What to work on
• a. For each statement below about the forum post on remote offices, answer yes or no on whether the post agrees with it, and quote the deciding words of the post. (i) The agency now has four remote offices. (ii) Every remote office has a Sonicwall TZ-190 firewall. (iii) The writer has already used the VPN client.
• b. From the forum post on remote offices, list every thing the writer would ideally like the remote clients to be able to do.
• c. Return the stretch of the forum post on remote offices from "At three of" through "the main office?", copied word for word.

Excerpted passage
Re: Remote Users - How do you handle them?



"Mike" <Mike@xxxxxxxxxxxxxxxxxxxxxxxxx> wrote in message news:ACF14D0C-48B3-4914-BDD6-F794FC099A33@xxxxxxxxxxxxxxxx
Hi folks,

We are a small non-profit agency, but even with the tough economic times, we
are growing. We now have four remote offices. Currently, the computers in
these offices are not part of the corporate domain, and use Terminal Services
via Remote Desktop to connect to the home office and run server based apps
and network shares. This works well, but I keep thinking I could do better.

At three of the remote offices I have Sonicwall TZ-190 firewalls, and a VPN
connection back to the main office. However, all I do with this is remote in
and look at network devices and desktops if they are having trouble. I'm
exploring the VPN client, but haven't used it yet. Ideally, I would like to
make these clients authenticate against our corporate domain and receive
group policy's, easily map network shares and run apps, etc. Is the VPN
client the way to go? Perhaps a server at the remote locations that are DC's
to the main office?

Any suggestions, or comments about how you handle remote offices? I'm
looking for any advice you might have.

Record excerpts
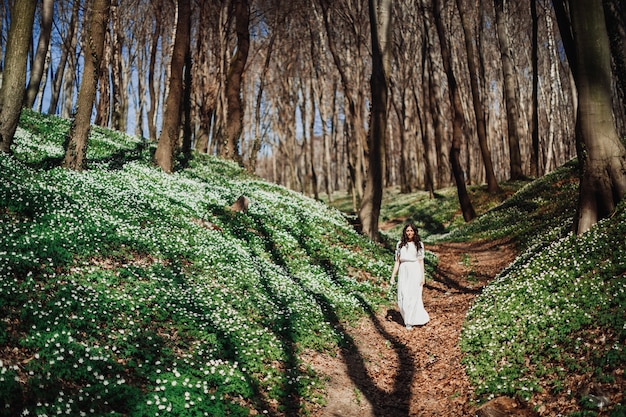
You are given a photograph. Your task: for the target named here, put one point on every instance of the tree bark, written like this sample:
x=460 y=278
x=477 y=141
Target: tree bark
x=534 y=155
x=39 y=63
x=512 y=111
x=77 y=139
x=168 y=141
x=234 y=80
x=152 y=90
x=601 y=155
x=14 y=77
x=458 y=118
x=479 y=114
x=380 y=26
x=67 y=50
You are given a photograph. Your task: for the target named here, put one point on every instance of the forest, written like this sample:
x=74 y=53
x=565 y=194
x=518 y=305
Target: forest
x=183 y=106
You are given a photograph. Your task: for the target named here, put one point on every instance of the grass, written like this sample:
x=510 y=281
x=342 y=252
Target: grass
x=127 y=291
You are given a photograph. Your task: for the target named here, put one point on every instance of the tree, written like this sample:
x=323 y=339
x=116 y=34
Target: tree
x=514 y=134
x=77 y=139
x=601 y=155
x=458 y=117
x=14 y=77
x=234 y=78
x=492 y=183
x=380 y=25
x=168 y=141
x=38 y=66
x=68 y=47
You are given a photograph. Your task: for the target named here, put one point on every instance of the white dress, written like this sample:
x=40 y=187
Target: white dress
x=410 y=284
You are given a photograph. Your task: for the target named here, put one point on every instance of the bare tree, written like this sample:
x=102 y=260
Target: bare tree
x=234 y=79
x=458 y=118
x=14 y=76
x=512 y=110
x=479 y=114
x=168 y=141
x=602 y=157
x=39 y=63
x=68 y=49
x=380 y=25
x=77 y=138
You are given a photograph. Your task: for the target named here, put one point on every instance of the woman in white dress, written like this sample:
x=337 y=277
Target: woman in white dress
x=409 y=267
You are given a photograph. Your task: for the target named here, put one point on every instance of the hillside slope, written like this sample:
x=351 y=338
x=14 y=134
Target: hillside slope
x=127 y=291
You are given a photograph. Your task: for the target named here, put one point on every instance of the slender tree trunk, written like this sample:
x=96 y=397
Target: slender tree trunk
x=14 y=76
x=601 y=155
x=458 y=118
x=103 y=105
x=67 y=52
x=39 y=64
x=234 y=80
x=615 y=14
x=154 y=95
x=77 y=139
x=312 y=158
x=534 y=155
x=479 y=114
x=380 y=25
x=512 y=110
x=168 y=141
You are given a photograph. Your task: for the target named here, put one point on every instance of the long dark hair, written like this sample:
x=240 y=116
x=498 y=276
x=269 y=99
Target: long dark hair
x=416 y=237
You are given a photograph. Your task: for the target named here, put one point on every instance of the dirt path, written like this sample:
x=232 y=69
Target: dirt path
x=394 y=372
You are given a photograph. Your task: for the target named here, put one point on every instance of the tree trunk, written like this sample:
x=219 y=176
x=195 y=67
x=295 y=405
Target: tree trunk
x=380 y=25
x=14 y=77
x=67 y=50
x=76 y=141
x=615 y=14
x=534 y=155
x=234 y=80
x=601 y=155
x=479 y=114
x=39 y=63
x=168 y=141
x=458 y=118
x=152 y=91
x=512 y=111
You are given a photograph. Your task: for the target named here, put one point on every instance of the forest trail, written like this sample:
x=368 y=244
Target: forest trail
x=394 y=372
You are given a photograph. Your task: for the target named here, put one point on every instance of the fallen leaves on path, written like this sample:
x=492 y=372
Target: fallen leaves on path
x=394 y=372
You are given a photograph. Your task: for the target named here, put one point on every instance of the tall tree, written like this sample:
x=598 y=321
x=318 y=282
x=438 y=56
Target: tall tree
x=77 y=139
x=234 y=80
x=14 y=77
x=601 y=155
x=511 y=102
x=168 y=141
x=68 y=48
x=534 y=155
x=380 y=25
x=39 y=63
x=458 y=120
x=479 y=113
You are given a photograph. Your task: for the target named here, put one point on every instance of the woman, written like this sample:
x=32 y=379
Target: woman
x=409 y=267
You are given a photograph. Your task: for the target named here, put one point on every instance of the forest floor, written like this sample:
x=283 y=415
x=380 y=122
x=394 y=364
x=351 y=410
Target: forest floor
x=390 y=371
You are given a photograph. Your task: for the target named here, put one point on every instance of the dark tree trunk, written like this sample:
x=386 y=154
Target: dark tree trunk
x=458 y=118
x=39 y=64
x=601 y=155
x=234 y=81
x=77 y=139
x=479 y=114
x=380 y=25
x=168 y=141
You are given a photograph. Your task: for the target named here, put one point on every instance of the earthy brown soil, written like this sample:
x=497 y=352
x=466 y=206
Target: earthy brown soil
x=394 y=372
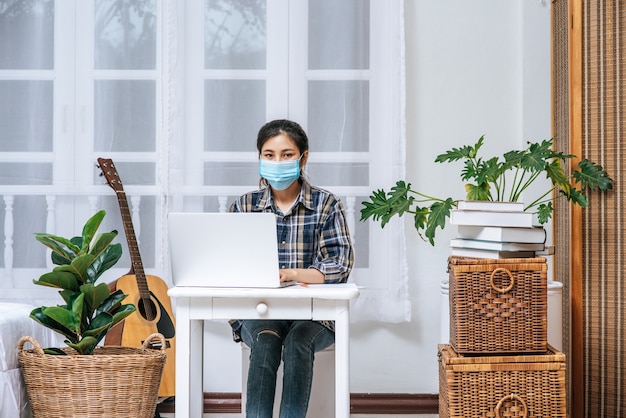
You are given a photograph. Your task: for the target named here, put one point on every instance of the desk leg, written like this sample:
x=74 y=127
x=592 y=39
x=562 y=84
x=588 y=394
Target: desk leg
x=196 y=367
x=182 y=357
x=189 y=396
x=342 y=360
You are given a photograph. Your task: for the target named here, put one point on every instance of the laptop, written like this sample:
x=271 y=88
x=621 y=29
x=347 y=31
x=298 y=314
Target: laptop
x=224 y=249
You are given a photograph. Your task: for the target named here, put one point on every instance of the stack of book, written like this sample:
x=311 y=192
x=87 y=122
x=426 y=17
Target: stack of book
x=496 y=230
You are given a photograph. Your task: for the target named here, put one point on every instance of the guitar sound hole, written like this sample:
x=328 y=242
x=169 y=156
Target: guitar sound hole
x=147 y=309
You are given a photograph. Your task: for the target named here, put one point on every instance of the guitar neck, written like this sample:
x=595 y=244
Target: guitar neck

Exercise responses
• a.
(i) Yes: "We now have four remote offices."
(ii) No: "At three of the remote offices I have Sonicwall TZ-190 firewalls"
(iii) No: "I'm exploring the VPN client, but haven't used it yet."

• b.
- authenticate against the corporate domain
- receive group policies
- easily map network shares
- run apps

• c.
At three of the remote offices I have Sonicwall TZ-190 firewalls, and a VPN
connection back to the main office. However, all I do with this is remote in
and look at network devices and desktops if they are having trouble. I'm
exploring the VPN client, but haven't used it yet. Ideally, I would like to
make these clients authenticate against our corporate domain and receive
group policy's, easily map network shares and run apps, etc. Is the VPN
client the way to go? Perhaps a server at the remote locations that are DC's
to the main office?